[Stored entries]

================

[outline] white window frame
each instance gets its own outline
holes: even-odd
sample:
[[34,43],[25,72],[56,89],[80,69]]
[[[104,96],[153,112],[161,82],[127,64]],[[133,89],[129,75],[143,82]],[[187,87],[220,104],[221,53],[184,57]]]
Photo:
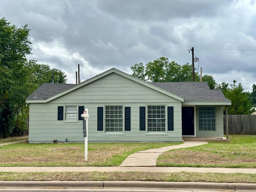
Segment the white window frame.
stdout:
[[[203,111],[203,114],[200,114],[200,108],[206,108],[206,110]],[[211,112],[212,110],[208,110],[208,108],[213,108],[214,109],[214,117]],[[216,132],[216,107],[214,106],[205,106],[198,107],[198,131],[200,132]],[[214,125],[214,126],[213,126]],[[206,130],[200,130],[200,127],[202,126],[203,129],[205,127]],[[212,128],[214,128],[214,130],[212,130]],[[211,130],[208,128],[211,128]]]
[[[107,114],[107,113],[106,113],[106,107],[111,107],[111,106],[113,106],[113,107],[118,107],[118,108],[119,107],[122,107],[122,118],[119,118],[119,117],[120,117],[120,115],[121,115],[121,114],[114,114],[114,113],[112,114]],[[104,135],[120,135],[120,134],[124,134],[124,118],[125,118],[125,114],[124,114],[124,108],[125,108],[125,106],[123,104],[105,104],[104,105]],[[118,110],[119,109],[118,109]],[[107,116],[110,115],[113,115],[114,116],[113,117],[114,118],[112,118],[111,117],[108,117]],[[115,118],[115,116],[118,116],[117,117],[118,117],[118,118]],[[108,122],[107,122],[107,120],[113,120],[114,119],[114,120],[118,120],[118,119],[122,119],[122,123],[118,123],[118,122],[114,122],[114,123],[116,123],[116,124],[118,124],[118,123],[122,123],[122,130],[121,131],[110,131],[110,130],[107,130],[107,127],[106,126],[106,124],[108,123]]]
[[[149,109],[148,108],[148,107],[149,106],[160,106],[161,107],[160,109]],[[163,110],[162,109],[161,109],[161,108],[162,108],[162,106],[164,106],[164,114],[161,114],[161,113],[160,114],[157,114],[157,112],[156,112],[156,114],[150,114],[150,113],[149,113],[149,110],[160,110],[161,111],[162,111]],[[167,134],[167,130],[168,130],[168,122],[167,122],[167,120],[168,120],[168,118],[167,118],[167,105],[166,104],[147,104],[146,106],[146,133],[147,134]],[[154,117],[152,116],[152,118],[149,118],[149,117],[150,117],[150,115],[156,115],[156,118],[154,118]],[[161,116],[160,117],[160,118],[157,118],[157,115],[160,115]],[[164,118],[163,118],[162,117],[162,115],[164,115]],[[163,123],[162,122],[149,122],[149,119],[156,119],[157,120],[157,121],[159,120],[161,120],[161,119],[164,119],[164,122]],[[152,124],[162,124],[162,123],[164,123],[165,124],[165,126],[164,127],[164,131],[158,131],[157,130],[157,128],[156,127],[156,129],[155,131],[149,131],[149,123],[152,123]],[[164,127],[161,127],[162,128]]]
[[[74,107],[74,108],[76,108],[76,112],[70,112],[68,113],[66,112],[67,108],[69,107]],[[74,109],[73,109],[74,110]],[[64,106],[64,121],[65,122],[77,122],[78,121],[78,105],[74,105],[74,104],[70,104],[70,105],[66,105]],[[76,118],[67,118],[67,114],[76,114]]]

================

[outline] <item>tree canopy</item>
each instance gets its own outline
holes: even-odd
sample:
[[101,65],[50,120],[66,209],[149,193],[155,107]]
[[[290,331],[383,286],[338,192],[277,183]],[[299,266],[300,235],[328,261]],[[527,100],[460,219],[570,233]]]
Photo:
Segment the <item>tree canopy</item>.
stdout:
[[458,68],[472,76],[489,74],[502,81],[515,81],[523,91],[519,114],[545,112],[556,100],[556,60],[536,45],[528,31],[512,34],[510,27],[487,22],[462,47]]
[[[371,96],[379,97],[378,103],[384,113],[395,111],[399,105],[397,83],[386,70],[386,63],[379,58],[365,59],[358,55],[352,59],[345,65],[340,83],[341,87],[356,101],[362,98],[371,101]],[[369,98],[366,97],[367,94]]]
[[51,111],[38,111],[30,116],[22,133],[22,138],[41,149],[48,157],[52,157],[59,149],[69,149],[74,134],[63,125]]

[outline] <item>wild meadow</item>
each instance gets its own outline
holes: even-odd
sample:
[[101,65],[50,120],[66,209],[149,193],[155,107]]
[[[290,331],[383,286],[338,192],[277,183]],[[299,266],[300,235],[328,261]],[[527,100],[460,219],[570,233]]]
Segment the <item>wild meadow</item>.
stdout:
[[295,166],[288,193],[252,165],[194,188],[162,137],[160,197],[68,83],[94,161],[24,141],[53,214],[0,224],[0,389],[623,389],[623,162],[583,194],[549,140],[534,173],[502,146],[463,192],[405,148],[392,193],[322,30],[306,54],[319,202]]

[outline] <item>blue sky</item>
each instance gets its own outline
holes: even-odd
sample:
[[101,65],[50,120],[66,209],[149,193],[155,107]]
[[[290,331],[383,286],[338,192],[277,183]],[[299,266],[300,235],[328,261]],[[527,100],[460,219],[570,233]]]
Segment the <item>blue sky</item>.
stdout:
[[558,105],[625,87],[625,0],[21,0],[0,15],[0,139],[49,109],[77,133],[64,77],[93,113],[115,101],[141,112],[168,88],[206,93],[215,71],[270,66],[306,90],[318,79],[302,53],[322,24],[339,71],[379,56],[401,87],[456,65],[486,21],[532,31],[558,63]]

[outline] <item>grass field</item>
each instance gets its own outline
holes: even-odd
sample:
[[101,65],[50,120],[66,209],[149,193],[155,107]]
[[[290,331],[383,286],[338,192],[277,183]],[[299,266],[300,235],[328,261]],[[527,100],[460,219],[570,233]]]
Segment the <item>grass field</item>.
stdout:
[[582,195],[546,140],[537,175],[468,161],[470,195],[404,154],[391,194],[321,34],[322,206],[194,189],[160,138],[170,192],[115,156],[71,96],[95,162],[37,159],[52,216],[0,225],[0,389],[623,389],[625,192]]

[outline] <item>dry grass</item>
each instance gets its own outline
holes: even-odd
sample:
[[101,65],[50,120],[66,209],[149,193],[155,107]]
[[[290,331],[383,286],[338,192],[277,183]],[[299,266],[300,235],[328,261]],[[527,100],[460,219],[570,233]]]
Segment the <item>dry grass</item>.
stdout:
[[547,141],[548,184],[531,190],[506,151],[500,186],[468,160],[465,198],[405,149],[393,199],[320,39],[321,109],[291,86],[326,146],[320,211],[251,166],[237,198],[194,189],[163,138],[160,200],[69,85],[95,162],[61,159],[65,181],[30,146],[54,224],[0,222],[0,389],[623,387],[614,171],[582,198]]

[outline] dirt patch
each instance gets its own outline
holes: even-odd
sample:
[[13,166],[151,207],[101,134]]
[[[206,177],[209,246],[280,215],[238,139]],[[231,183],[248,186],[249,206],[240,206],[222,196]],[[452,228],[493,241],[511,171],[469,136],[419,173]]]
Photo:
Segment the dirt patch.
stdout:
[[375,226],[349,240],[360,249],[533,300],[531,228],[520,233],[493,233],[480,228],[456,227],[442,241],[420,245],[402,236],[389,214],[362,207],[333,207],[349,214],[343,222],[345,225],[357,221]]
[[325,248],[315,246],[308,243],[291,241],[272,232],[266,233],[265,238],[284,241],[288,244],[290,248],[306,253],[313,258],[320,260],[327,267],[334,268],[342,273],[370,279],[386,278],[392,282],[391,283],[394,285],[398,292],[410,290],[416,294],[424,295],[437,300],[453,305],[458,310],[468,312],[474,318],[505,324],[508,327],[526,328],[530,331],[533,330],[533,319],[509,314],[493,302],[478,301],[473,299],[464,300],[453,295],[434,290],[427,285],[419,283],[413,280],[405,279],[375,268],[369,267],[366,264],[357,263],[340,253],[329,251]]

================

• _Instructions to follow_
Please locate each line in the rows above that contains the word "white" and copy those lines out. Treat case as significant.

• _Response to this task_
[outline] white window frame
Segment the white window frame.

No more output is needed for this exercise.